** START **

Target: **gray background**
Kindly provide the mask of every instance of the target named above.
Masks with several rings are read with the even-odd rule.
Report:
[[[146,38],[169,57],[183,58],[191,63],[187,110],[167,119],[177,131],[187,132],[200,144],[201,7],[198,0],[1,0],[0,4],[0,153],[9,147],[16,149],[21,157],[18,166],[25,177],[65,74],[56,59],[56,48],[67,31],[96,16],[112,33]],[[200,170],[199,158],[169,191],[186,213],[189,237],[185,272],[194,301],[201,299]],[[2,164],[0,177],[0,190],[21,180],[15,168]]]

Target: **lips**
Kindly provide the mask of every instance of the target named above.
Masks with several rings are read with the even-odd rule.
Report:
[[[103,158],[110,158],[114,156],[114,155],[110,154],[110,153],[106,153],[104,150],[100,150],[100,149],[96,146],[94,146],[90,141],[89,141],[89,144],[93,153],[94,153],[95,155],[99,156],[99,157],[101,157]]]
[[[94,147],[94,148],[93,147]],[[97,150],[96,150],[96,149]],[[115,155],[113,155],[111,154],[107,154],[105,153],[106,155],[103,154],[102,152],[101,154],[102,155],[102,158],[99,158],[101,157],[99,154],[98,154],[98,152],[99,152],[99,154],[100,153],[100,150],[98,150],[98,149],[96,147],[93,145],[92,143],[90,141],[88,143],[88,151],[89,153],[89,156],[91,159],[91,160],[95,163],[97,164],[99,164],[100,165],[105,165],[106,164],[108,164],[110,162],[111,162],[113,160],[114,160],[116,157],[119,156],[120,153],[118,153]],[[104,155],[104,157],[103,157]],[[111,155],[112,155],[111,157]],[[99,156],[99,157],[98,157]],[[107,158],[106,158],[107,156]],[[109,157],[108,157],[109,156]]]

** END **

### Problem requirements
Shift every outline in the records above by adding 102 to each coordinate in the answers, then write out all the lines again with the requests included.

### Reply
Target: **gray background**
Kindly provide the mask of every instance of the target named above.
Masks with several rings are read with the even-odd rule.
Report:
[[[248,140],[271,159],[285,160],[293,165],[289,212],[269,221],[279,233],[289,234],[302,246],[303,109],[300,102],[103,102],[102,106],[102,255],[111,249],[118,251],[123,259],[120,268],[127,279],[167,176],[158,161],[158,150],[169,133],[198,118],[214,135]],[[302,272],[301,260],[271,293],[288,315],[291,339],[287,374],[296,403],[303,401]],[[104,266],[102,279],[102,292],[123,282],[117,270]]]

Target: **lips**
Kindly provide the mask of every instance of the target named above.
Masks with several rings are read with the even-odd rule.
Report:
[[[205,260],[212,260],[216,258],[216,257],[212,256],[212,255],[208,255],[206,252],[202,252],[202,251],[198,248],[196,248],[192,243],[191,243],[191,246],[195,255],[196,255],[197,257],[201,258],[201,259],[203,259]]]
[[[196,249],[196,250],[195,249]],[[199,252],[198,252],[198,251]],[[217,257],[215,257],[213,256],[209,256],[207,255],[208,257],[205,256],[204,254],[203,256],[204,257],[204,260],[201,260],[203,259],[201,256],[200,256],[200,254],[201,254],[201,256],[202,255],[202,252],[200,252],[200,251],[198,249],[195,247],[194,245],[192,243],[190,245],[190,253],[191,255],[191,258],[193,261],[193,262],[197,265],[199,266],[201,266],[202,267],[207,267],[208,266],[210,266],[212,264],[213,264],[215,262],[216,262],[218,259],[221,258],[222,255],[220,255]],[[206,257],[206,259],[205,259]],[[213,257],[214,257],[213,259]],[[201,258],[201,259],[200,259]],[[209,260],[208,260],[209,258]],[[211,259],[210,259],[211,258]]]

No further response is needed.